The black line that appeared in the center of the histogram above represents the mean or the center of mass. Perhaps the name, center of mass, makes much more sense now, since the body mass values are centered around the mean. The mean is equal to 3701 grams (rounded to the nearest whole number).

The median on the other hand is the point where 50% of data lies below it. If the distribution is perfectly symmetric the median and the mean will be exactly the same, however if the distribution of a random variable is skewed towards one side, the median and the mean will not correspond to one and another. To calculate the median we need to follow a few steps. The first step is to sort the data from the lowest to the highest value, this can be easily done in R with the sort() function. In statistics the ordered data would be represented by \(X_{(1)}, X_{(2)},X_{(3)},...,X_{(151)}\). Here \(X_{(1)}\) represents the lowest value and \(X_{(151)}\) the highest value. Now, the median will be simply the \(X_{((n+1)/2)} = X_{((151+1)/2)} = X_{(76)}\), that is the 76th number in the series of sorted body masses. This turns out to be 3700, which is very close the mean that we calculated. Therefore, the body mass data is nicely symmetric, which makes it very ideal to analyze.

——

- DIRECTIONS:
a. Translate this sentence from the passage on the mean and median into Spanish: "The mean is equal to 3701 grams (rounded to the nearest whole number)."
b. In one to three sentences, explain why the passage on the mean and median concludes that the body mass data is nicely symmetric.
c. Resume the passage on the mean and median from its final sentence, continuing its explanation of the body mass data.
The data that follows is separate from the passage on the mean and median.

- ENTRIES:
——

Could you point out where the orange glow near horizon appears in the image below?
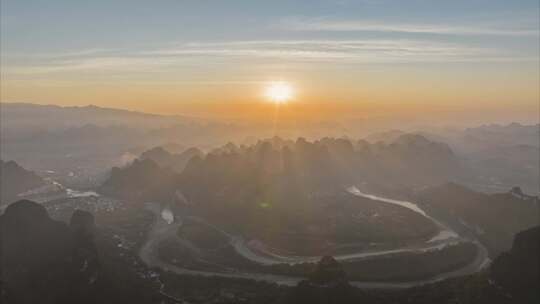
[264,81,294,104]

——

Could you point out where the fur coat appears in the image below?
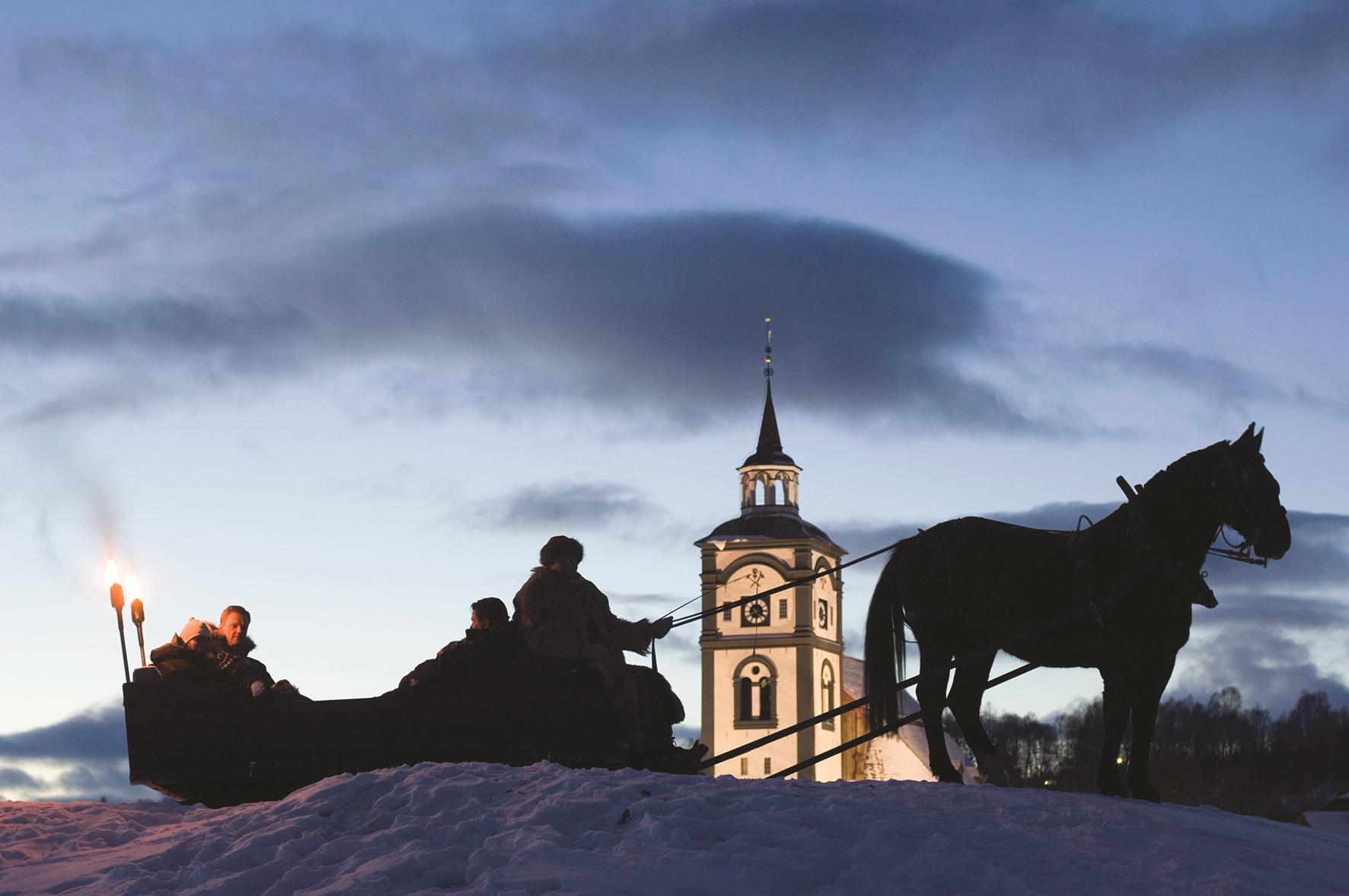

——

- RESPONSES TO THE TASKS:
a. La media es igual a 3701 gramos (redondeada al número entero más cercano).

b. The median of the body mass data is 3700, which is very close to the mean. The median and the mean are the same in a perfectly symmetric distribution and diverge when the distribution is skewed to one side, so their closeness shows the data is symmetric.

c.
The median is also called the 50th percentile or the 0.5 quantile. Percentiles and quantiles are essentially synonyms and describe the portion of the data that lies below its value. For the 50th percentile or 0.5 quantile it means that 50% of the sorted data points lie below it and for example for the 25th percentile or 0.25 quantile it means that 25% of the sorted data lies below its value. For our penguin data I will calculate a number of percentiles or quantiles with the R function quantile().

quantiles <- with(Adelie, quantile(body_mass_g, probs = seq(0,1,0.25)))

quantiles
##   0%  25%  50%  75% 100% 
## 2850 3350 3700 4000 4775

Naturally, the 0th percentile or 0 quantile is the minimum value of the data (0% of the data lies beneath it) and the 100th percentile or 1 quantile is the maximum value (100% of the data lies beneath it). We can see in the output above that the 50th percentile or 0.5 quantile nicely corresponds to the median that we calculated earlier on. Let’s visualize it nicely in a histogram.

with(Adelie, hist(body_mass_g, 
                  breaks = seq(2800, 4800, length.out = sturges+1),
                  col = "#FF8C00",
                  border = "white",
                  main = expression("Calculating sample percentiles or sample quantiles (" * X[alpha] * ")"),
                  xlab = "body mass (in grams)",
                  ylab = "frequency count"))

with(Adelie, abline(v = quantiles, lwd = 2))

mtext(expression(X[min] == 2850),
      side = 1,     
      line = 0.1,      
      cex = 0.8,
      adj = 0)

mtext(expression(X[0.25] == 3350),
      side = 1,     
      line = 0.1,      
      cex = 0.8,
      adj = 0.25)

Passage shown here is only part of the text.